### EXTRAIT
5 jours X 36 semaines de travail programmées / 12 = 15 jours activité mensualisés
La tarif BRUT horaire « heures normales » est 5,5741 euros / soit 4,35 euros NET
La tarif Brut horaire « heures au-delà de 45 heures hebdomadaires » MAJOREES est 6,9676 euros soit 5,4375 euros NET
(taux de 25 %). NB la majoration est de 1,3935 euros


voilà ce que j'ai déjà analysé j'espère en ayant bon : déjà j'ai mis 20 heures d'adaptation entre le jeudi 1er septembre et le mercredi 7 septembre compris puis après on amorce les journées de 9,5 heures.

### DONNÉES PRÉSENTÉES
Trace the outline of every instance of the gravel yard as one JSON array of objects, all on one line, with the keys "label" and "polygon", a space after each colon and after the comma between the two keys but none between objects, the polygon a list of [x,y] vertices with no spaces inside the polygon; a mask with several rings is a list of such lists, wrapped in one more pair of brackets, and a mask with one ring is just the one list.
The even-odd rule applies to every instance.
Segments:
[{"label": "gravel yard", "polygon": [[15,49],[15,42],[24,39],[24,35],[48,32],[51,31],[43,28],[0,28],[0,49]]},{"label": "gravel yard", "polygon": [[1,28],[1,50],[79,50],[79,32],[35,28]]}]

### CONSIGNES DE L'EXERCICE
**A)** D'après l'extrait, quel est le taux de majoration des heures au-delà de 45 heures hebdomadaires ?
**B)** Recopiez l'extrait depuis « 5 jours X 36 » jusqu'à « de 9,5 heures. ».
Le matériel n'est d'aucune utilité pour ces tâches.

### RÉPONSES PAR TÂCHE
**A)** 25 %.

**B)**
5 jours X 36 semaines de travail programmées / 12 = 15 jours activité mensualisés
La tarif BRUT horaire « heures normales » est 5,5741 euros / soit 4,35 euros NET
La tarif Brut horaire « heures au-delà de 45 heures hebdomadaires » MAJOREES est 6,9676 euros soit 5,4375 euros NET
(taux de 25 %). NB la majoration est de 1,3935 euros


voilà ce que j'ai déjà analysé j'espère en ayant bon : déjà j'ai mis 20 heures d'adaptation entre le jeudi 1er septembre et le mercredi 7 septembre compris puis après on amorce les journées de 9,5 heures.